Excerpts from pointing data:
>> begin

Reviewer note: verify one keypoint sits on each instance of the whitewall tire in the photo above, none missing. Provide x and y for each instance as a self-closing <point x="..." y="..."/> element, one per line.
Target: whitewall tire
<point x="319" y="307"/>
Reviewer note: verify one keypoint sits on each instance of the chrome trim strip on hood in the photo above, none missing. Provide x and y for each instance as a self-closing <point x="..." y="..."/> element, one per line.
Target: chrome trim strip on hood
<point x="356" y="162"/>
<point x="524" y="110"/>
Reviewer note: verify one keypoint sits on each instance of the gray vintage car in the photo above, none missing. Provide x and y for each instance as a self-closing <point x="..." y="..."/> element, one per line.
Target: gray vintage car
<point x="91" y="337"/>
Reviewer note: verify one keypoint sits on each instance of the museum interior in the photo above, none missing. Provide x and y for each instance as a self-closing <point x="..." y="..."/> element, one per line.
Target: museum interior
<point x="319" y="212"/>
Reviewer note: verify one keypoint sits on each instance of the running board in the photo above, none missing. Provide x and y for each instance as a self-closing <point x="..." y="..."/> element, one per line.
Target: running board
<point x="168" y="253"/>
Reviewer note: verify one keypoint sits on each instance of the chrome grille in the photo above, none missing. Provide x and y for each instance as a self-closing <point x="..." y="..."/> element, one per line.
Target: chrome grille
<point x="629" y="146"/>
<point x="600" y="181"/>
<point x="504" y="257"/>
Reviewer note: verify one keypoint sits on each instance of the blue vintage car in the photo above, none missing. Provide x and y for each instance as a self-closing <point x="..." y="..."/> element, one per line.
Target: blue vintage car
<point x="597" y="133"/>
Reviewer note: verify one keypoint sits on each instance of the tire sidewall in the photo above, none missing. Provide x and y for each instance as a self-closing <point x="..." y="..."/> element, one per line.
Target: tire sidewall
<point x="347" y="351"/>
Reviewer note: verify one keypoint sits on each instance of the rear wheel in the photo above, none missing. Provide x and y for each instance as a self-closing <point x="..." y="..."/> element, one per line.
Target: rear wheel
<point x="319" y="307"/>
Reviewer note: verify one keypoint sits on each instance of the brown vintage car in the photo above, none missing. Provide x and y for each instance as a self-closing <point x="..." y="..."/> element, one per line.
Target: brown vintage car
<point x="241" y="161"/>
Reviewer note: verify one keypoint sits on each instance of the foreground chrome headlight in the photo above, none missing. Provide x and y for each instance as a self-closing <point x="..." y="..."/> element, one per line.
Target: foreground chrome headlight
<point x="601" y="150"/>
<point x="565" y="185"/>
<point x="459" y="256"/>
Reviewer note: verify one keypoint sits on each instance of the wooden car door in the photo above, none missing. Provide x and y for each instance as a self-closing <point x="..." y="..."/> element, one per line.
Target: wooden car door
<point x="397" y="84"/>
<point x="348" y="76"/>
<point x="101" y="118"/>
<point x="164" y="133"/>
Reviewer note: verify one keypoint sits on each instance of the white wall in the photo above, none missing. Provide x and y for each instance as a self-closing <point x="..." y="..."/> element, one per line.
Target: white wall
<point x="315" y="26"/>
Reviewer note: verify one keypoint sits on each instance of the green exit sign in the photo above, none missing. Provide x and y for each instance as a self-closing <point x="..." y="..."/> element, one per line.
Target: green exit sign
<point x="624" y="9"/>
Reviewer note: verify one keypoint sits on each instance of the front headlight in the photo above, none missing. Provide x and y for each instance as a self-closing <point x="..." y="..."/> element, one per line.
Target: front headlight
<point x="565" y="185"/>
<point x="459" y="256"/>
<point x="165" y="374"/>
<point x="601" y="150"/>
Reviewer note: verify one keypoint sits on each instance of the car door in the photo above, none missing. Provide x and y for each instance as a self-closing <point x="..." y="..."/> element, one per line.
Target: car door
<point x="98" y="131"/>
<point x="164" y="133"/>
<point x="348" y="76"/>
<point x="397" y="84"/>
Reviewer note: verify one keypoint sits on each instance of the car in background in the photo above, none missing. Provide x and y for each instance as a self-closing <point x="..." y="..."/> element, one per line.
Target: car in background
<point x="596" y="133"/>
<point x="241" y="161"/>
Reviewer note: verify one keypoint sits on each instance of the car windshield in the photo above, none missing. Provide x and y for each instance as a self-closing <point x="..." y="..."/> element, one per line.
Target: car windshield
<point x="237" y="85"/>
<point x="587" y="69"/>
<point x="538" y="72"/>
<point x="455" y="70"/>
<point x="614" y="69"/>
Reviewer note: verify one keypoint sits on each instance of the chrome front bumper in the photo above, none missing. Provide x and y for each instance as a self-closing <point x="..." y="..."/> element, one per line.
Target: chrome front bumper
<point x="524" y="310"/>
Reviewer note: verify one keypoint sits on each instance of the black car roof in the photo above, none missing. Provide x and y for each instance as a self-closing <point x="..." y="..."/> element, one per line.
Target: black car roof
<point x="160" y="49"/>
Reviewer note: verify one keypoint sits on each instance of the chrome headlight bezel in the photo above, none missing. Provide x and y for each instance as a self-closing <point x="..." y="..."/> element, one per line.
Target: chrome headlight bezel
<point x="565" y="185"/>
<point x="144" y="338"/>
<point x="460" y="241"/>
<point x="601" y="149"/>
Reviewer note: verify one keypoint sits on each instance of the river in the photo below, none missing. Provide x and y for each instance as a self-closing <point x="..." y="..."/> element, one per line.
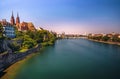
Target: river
<point x="73" y="59"/>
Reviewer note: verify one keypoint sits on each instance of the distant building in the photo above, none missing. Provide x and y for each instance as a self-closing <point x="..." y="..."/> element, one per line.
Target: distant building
<point x="9" y="30"/>
<point x="25" y="26"/>
<point x="17" y="20"/>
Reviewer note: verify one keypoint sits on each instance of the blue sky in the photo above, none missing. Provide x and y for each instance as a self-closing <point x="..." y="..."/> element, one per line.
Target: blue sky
<point x="70" y="16"/>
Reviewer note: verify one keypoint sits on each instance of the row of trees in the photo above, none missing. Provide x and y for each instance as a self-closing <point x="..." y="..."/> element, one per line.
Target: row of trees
<point x="30" y="39"/>
<point x="114" y="38"/>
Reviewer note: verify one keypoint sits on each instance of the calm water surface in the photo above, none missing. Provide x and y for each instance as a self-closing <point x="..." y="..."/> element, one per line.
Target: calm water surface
<point x="74" y="59"/>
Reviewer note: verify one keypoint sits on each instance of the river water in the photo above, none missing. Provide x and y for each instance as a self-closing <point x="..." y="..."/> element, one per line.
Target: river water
<point x="73" y="59"/>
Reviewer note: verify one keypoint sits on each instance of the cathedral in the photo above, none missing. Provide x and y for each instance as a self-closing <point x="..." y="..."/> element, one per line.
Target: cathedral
<point x="24" y="26"/>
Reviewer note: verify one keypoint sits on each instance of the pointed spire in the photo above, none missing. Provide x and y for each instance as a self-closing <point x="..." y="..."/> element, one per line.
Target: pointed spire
<point x="12" y="13"/>
<point x="17" y="14"/>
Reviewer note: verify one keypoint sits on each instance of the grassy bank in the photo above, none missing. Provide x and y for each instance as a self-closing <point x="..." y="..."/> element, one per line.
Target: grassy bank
<point x="13" y="69"/>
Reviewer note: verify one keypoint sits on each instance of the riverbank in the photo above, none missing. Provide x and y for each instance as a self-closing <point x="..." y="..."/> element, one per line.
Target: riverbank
<point x="11" y="71"/>
<point x="106" y="42"/>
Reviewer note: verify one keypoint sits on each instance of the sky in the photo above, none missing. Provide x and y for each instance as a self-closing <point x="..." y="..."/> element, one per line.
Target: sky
<point x="69" y="16"/>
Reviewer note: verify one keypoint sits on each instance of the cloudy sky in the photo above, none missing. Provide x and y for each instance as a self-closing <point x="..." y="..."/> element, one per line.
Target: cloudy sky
<point x="70" y="16"/>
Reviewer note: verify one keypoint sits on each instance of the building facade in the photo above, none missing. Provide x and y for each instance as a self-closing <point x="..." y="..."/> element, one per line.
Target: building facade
<point x="9" y="30"/>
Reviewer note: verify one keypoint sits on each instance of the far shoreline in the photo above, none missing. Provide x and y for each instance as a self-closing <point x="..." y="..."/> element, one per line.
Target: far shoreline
<point x="106" y="42"/>
<point x="11" y="71"/>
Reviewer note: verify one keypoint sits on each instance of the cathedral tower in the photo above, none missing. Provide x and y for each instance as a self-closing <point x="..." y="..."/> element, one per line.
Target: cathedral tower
<point x="12" y="20"/>
<point x="17" y="19"/>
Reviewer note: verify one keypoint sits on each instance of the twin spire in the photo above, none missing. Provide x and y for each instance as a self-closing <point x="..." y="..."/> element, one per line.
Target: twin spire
<point x="12" y="20"/>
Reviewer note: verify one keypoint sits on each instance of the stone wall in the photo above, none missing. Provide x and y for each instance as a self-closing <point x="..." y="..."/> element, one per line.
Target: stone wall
<point x="10" y="58"/>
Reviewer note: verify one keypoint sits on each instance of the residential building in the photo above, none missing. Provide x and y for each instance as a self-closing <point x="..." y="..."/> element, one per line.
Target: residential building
<point x="9" y="30"/>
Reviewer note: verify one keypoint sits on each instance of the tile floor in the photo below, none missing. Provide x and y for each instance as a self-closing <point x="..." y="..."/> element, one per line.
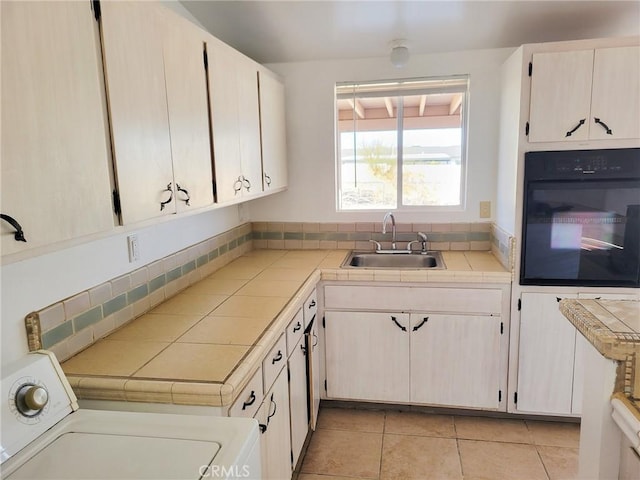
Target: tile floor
<point x="354" y="444"/>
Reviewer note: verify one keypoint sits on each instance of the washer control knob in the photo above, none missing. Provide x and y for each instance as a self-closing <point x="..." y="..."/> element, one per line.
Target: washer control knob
<point x="31" y="399"/>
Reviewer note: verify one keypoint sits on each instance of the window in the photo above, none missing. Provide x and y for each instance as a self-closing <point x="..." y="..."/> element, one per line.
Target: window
<point x="401" y="144"/>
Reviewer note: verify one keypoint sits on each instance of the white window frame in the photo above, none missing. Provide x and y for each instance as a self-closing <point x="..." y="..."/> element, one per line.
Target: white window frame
<point x="433" y="85"/>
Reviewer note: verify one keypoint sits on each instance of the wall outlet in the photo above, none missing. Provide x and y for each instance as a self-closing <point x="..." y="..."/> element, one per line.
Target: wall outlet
<point x="485" y="209"/>
<point x="134" y="248"/>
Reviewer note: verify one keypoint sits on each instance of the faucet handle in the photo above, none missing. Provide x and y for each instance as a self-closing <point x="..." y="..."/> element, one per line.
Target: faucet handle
<point x="423" y="241"/>
<point x="378" y="246"/>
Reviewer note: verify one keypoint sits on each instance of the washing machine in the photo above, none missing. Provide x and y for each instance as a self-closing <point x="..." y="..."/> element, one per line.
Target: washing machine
<point x="45" y="435"/>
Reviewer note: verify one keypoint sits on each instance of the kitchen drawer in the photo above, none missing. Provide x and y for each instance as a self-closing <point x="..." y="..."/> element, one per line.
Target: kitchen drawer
<point x="416" y="299"/>
<point x="274" y="361"/>
<point x="249" y="400"/>
<point x="310" y="308"/>
<point x="295" y="329"/>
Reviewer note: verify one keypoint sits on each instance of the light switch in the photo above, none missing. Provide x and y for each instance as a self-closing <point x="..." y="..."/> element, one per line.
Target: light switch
<point x="485" y="209"/>
<point x="134" y="248"/>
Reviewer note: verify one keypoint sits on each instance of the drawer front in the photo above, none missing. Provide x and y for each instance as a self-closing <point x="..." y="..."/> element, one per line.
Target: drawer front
<point x="295" y="330"/>
<point x="422" y="299"/>
<point x="248" y="402"/>
<point x="273" y="362"/>
<point x="310" y="308"/>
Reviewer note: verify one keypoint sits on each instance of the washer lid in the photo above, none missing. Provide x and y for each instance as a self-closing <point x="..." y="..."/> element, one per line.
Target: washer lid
<point x="82" y="456"/>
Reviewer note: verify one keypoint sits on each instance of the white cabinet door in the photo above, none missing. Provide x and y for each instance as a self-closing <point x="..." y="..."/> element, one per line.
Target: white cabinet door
<point x="273" y="132"/>
<point x="455" y="360"/>
<point x="233" y="93"/>
<point x="545" y="356"/>
<point x="186" y="84"/>
<point x="560" y="96"/>
<point x="615" y="100"/>
<point x="275" y="443"/>
<point x="134" y="71"/>
<point x="298" y="397"/>
<point x="585" y="95"/>
<point x="55" y="152"/>
<point x="249" y="122"/>
<point x="366" y="356"/>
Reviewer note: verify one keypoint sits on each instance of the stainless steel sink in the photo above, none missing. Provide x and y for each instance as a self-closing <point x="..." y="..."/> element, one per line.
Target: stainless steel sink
<point x="430" y="260"/>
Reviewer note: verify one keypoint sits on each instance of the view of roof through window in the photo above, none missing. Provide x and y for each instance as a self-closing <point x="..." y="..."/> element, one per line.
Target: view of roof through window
<point x="400" y="143"/>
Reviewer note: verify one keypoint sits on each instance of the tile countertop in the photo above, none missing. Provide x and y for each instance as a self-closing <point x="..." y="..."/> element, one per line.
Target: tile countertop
<point x="202" y="346"/>
<point x="613" y="328"/>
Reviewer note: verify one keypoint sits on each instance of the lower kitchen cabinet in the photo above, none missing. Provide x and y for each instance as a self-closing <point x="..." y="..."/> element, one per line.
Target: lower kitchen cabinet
<point x="298" y="389"/>
<point x="367" y="356"/>
<point x="546" y="354"/>
<point x="313" y="369"/>
<point x="549" y="356"/>
<point x="275" y="441"/>
<point x="430" y="345"/>
<point x="455" y="360"/>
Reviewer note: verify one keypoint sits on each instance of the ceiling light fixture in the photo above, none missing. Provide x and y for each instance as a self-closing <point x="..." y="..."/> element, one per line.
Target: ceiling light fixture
<point x="399" y="53"/>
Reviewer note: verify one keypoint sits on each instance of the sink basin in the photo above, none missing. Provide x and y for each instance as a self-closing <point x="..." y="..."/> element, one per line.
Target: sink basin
<point x="431" y="260"/>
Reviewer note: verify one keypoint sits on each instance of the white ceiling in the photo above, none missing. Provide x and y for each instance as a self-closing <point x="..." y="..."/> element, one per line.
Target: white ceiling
<point x="300" y="30"/>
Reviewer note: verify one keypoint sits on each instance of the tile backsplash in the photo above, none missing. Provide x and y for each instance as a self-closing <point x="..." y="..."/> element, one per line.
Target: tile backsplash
<point x="443" y="236"/>
<point x="73" y="324"/>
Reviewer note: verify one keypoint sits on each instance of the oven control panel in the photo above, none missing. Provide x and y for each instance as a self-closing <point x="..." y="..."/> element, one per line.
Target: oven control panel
<point x="620" y="163"/>
<point x="35" y="396"/>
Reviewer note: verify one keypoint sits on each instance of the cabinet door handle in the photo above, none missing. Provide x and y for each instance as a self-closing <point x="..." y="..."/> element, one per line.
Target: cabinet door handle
<point x="275" y="409"/>
<point x="395" y="320"/>
<point x="277" y="358"/>
<point x="251" y="401"/>
<point x="170" y="190"/>
<point x="19" y="235"/>
<point x="580" y="123"/>
<point x="417" y="327"/>
<point x="186" y="200"/>
<point x="603" y="125"/>
<point x="237" y="186"/>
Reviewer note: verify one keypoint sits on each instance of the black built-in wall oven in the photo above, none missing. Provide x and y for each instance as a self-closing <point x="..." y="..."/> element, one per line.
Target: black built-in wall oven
<point x="581" y="218"/>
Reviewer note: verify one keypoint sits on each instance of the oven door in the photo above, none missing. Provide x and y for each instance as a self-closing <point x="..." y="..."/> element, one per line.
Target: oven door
<point x="581" y="232"/>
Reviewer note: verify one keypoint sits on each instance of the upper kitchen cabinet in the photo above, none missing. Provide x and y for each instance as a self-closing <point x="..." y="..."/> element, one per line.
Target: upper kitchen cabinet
<point x="156" y="82"/>
<point x="235" y="120"/>
<point x="273" y="132"/>
<point x="134" y="72"/>
<point x="585" y="95"/>
<point x="187" y="103"/>
<point x="55" y="154"/>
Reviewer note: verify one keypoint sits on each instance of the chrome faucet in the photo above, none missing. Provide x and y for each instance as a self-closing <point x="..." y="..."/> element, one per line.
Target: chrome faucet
<point x="388" y="216"/>
<point x="422" y="240"/>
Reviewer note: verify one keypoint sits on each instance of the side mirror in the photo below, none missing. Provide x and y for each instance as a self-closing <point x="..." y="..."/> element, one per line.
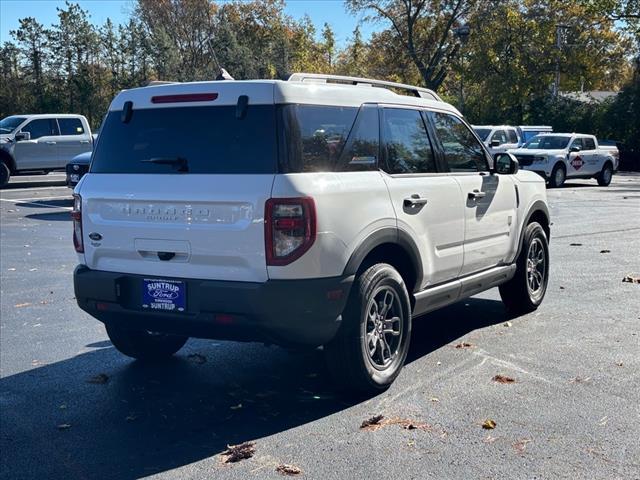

>> end

Task to carry out: Locate each line in the material above that contains the string "drawer", and copy those lines. Case counts when matching.

Result for this task:
Reviewer note: verify one keypoint sits on each instance of the kitchen drawer in the photo above, none missing. Provide x and y for each instance as a self-closing <point x="..." y="..."/> element, one per line.
Target: kitchen drawer
Reviewer note: verify one keypoint sits on each instance of the drawer front in the photo above, none missing. Provide x and y for each instance as a self-closing <point x="..." y="..."/> element, one per line.
Target: drawer front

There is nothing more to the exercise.